**Work request**
Pictures do not belong in the copy. Return all of the entries exactly.

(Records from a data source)
++++++++++++++++++++
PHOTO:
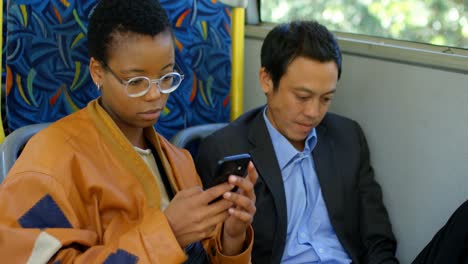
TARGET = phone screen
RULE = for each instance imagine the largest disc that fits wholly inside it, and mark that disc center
(230, 165)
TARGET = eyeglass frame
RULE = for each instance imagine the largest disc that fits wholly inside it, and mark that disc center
(150, 81)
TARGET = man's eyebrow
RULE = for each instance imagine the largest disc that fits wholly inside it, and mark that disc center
(303, 89)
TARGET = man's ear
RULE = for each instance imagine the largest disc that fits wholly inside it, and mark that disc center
(265, 81)
(96, 71)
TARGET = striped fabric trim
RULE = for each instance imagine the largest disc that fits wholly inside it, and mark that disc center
(44, 249)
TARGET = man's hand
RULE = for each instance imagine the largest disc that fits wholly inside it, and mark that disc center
(190, 216)
(241, 213)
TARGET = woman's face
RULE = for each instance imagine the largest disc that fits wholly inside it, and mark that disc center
(132, 55)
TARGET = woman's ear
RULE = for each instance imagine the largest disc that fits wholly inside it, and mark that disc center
(96, 71)
(265, 81)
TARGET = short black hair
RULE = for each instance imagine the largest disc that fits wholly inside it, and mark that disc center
(287, 41)
(109, 17)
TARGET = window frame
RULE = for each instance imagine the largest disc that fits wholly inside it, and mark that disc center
(413, 53)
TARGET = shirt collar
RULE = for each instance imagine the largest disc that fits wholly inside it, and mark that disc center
(284, 150)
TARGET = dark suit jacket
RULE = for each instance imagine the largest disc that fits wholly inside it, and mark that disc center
(341, 156)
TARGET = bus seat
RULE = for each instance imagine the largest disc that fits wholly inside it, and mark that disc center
(47, 63)
(13, 144)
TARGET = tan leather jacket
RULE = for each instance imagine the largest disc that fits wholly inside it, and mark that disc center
(80, 193)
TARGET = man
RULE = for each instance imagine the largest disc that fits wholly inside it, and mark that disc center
(101, 186)
(317, 199)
++++++++++++++++++++
**Output for this exercise**
PHOTO:
TARGET = phone screen
RULE = for each instance imagine the largest disc that fits wholly inside it, and mark that disc center
(230, 165)
TARGET = eyeglass frame
RULE = for each instance imagine the largest disc that fits wholly inside it, and mark that disc center
(150, 81)
TARGET = man's eyebrow
RULE = for each instance imagine the largest disc that fits wholly inside it, and mark that disc center
(303, 89)
TARGET = man's ear
RULE = for each instance imagine the largest disc that fits wholly inside it, and mark that disc center
(265, 81)
(96, 71)
TARGET = striped fabric trim
RULE = for each instance imagine the largest disc that fits wholly inside it, and mark that disc center
(44, 249)
TARGET = man's hand
RULE = for each instance imagine the largest disc that fits wholly inside it, and mark that disc center
(190, 216)
(241, 213)
TARGET = woman's face
RULE = for each instance imagine the largest disc that fits wholly inside it, and mark that disc center
(132, 55)
TARGET = woman's ear
RULE = for each instance imagine the largest disc that fits wholly inside it, and mark that disc center
(96, 71)
(265, 81)
TARGET = short black hair
RULE = for each instance imagine the largest disc that fits wholly inside it, and mark that disc center
(287, 41)
(109, 17)
TARGET = window frame
RULE = for each instance imagine the largest disc that fits wholly inside it, and mark that disc center
(413, 53)
TARGET = shirt collar
RULE = for each instance imagine the largest disc that fits wholly inside it, and mark that disc center
(284, 150)
TARGET = dark suit jacket
RULE = for each instance imagine the largest disc that fits wholly inside it, and mark that disc center
(341, 156)
TARGET = bus seat
RULE = for each instance imagine the largest disc that fits wholly inside it, and mark that disc center
(47, 63)
(13, 144)
TARGET = tan leather jacket
RULE = for each instance imagine the largest disc that fits wholly inside it, and mark that disc center
(80, 193)
TARGET = man
RULE = for each instance imagine the largest disc that fits wholly inside it, and mark that disc center
(101, 186)
(317, 199)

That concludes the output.